## Quoted passage
════════════════

Substitution SQL Puzzle

May 17, 2020Zahar HilkevichLeave a comment

Level: Advanced

A colleague of mine approached me recently with a puzzle he struggled with: you have a table (let’s call it data_table) with id and val (i.e. value) columns. You are given two parameters: value_to_overwrite and value_to_use that should transform the content of the data_table in a special way:

If both parameters exist in the data_table in the val column for the same id, then the one that is equal to value_to_overwrite should be substituted with value_to_use
If none or just one of the parameters exist in the data_table.val column, than the val column should remain the same
List all the rows from the data_table after the transformation.

Let’s create the data_table using the following DDL command:

CREATE TABLE data_table AS
SELECT 1 id, 'a' val FROM dual
UNION ALL
SELECT 1 id, 'b' val FROM dual
UNION ALL
SELECT 1 id, 'c' val FROM dual
UNION ALL
SELECT 2 id, 'b' val FROM dual
UNION ALL
SELECT 2 id, 'd' val FROM dual

ID	VAL
1	a
1	b
1	c
2	b
2	d

For parameters value_to_overwrite = ‘a’ and value_to_use = ‘b’ the expected result should look like this:

ID	ORIGINAL_VALUE	NEW_VALUE
1	a	a
1	b	a
1	c	c
2	b	b
2	d	d

Note, that for id = 1, value ‘b’ is substituted with new value ‘a’ because both, value_to_overwrite (‘a’) and value_to_use (‘b’) exist in the val column. All other values should remain the same as substitution condition is not met.

To mimic the parameter use in the query we will create another table (rule_table) with a single row in it.

CREATE TABLE rule_table AS
SELECT 'a' value_to_use, 'b' value_to_overwrite
FROM dual

Translating requirements from English to SQL will likely result in a bulky and inefficient query. Let’s demonstrate that:

/* Values that need to be substituted */
SELECT d.id, d.val AS original_value, r.value_to_use AS new_value
FROM data_table d JOIN rule_table r ON d.val = r.value_to_overwrite
WHERE r.value_to_use IN (SELECT val
                         FROM data_table
                         WHERE id = d.id)

════════════════

## Aim A
Using the SQL puzzle page, decide whether each statement agrees with it. Answer yes or no for each and quote the words that settle it. (i) The data_table has id and val columns. (ii) The rule_table is created with two rows. (iii) The puzzle is rated at the beginner level.
## Aim B
Rewrite the paragraph of the SQL puzzle page that begins "A colleague of mine approached me recently" in a shorter form, keeping its main facts.
## Aim C
Reproduce the SQL puzzle page word for word, starting with "Translating requirements from" and going on through "WHERE id = d.id)".

════════════════

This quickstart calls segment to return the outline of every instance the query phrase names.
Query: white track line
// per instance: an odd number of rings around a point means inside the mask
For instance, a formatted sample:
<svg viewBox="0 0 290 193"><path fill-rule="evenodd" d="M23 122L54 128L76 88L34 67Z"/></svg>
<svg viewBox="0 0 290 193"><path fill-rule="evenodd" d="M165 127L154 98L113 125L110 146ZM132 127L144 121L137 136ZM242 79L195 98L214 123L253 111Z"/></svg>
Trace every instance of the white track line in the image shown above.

════════════════

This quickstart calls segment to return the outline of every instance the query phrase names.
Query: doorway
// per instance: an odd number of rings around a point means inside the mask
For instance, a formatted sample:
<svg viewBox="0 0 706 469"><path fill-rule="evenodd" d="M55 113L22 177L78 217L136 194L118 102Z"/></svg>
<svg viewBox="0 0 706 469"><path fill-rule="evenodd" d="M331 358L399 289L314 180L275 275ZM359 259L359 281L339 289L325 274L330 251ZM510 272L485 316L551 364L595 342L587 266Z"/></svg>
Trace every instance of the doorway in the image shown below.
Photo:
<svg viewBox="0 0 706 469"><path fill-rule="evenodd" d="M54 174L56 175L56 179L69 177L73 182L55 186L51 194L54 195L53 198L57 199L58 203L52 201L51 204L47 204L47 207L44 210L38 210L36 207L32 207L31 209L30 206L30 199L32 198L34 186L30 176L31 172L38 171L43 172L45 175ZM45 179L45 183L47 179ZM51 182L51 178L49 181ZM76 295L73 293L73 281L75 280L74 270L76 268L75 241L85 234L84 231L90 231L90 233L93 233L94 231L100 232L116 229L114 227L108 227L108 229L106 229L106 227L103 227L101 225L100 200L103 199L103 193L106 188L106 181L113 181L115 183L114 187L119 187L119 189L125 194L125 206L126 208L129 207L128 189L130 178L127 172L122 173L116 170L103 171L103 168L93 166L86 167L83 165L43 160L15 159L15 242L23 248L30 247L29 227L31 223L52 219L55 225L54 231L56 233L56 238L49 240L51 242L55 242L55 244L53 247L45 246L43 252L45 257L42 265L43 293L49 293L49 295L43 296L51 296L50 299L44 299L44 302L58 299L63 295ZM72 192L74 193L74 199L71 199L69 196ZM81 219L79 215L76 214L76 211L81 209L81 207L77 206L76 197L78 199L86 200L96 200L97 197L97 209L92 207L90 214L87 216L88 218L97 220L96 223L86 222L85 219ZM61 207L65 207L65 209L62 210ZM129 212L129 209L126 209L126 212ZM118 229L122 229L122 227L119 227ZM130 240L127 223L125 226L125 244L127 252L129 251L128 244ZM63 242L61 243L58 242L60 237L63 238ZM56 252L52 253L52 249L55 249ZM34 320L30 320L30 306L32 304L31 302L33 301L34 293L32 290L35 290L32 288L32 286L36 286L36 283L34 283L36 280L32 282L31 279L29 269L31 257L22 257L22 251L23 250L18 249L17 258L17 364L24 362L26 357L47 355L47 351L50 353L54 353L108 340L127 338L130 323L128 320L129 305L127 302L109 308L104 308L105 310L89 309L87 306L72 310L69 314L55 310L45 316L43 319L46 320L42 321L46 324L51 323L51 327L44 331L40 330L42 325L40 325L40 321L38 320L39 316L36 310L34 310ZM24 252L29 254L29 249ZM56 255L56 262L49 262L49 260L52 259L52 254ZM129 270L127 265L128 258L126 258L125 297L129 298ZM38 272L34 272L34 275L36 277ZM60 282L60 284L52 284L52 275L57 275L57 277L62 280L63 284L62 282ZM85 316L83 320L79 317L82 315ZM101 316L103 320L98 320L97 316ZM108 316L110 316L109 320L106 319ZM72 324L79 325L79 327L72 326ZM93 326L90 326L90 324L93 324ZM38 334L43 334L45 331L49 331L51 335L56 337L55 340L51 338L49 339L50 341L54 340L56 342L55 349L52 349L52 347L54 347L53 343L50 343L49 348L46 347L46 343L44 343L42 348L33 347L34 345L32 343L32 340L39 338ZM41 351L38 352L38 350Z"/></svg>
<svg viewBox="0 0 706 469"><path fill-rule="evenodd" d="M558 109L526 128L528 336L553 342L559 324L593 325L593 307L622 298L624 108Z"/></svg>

════════════════

## Exercise result A
(i) Yes: "you have a table (let’s call it data_table) with id and val (i.e. value) columns"
(ii) No: "we will create another table (rule_table) with a single row in it"
(iii) No: "Level: Advanced"

## Exercise result B
A colleague brought the author a puzzle he had trouble with. A table called data_table has id and val (value) columns. Two parameters, value_to_overwrite and value_to_use, are meant to change the table's content in a special way.

## Exercise result C
Translating requirements from English to SQL will likely result in a bulky and inefficient query. Let’s demonstrate that:

/* Values that need to be substituted */
SELECT d.id, d.val AS original_value, r.value_to_use AS new_value
FROM data_table d JOIN rule_table r ON d.val = r.value_to_overwrite
WHERE r.value_to_use IN (SELECT val
                         FROM data_table
                         WHERE id = d.id)